▸ **What the task asks**
Give again, word for word, each line from the top of the listing through the line that holds "MULTIPOLYGON (((296 213, 305".
Given records below:
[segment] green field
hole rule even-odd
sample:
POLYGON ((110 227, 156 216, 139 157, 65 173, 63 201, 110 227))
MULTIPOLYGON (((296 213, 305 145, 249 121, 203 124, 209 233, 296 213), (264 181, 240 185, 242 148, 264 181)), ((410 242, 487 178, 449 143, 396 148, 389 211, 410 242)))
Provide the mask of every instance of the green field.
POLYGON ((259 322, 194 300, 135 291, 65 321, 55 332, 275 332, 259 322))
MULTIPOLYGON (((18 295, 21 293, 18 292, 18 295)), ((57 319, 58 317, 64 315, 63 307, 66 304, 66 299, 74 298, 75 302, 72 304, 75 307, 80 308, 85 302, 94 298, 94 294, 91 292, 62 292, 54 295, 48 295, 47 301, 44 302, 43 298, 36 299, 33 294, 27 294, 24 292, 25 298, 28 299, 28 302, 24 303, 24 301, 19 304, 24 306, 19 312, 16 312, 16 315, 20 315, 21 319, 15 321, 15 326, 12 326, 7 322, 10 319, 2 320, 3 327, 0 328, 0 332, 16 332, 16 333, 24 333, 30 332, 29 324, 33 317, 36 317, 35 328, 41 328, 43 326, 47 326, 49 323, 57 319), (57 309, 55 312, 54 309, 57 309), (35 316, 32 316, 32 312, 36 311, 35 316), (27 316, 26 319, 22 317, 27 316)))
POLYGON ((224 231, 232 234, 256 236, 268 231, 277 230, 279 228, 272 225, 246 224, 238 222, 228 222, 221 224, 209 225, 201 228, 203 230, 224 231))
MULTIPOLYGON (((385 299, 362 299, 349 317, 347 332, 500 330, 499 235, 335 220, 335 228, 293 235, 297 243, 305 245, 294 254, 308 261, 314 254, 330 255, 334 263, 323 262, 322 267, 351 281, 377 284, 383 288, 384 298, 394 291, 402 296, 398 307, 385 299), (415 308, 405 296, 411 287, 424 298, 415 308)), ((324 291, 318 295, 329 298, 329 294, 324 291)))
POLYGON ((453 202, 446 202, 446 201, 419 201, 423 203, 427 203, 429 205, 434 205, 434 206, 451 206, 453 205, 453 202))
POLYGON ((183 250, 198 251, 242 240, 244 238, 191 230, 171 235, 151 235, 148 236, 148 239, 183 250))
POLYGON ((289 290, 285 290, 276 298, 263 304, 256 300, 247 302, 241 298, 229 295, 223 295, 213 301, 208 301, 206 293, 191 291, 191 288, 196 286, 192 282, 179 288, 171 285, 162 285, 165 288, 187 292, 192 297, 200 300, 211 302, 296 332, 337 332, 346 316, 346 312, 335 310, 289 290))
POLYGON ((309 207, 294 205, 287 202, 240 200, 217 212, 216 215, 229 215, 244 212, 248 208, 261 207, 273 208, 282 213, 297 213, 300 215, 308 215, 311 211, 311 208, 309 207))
End of Given records.
▸ **Written solution**
[segment] green field
hole rule even-odd
sample:
POLYGON ((110 227, 156 216, 139 157, 65 173, 63 201, 110 227))
MULTIPOLYGON (((296 213, 305 145, 249 121, 203 124, 209 233, 296 213), (264 181, 240 185, 242 148, 264 181)), ((410 242, 487 178, 449 143, 396 148, 389 211, 410 242)))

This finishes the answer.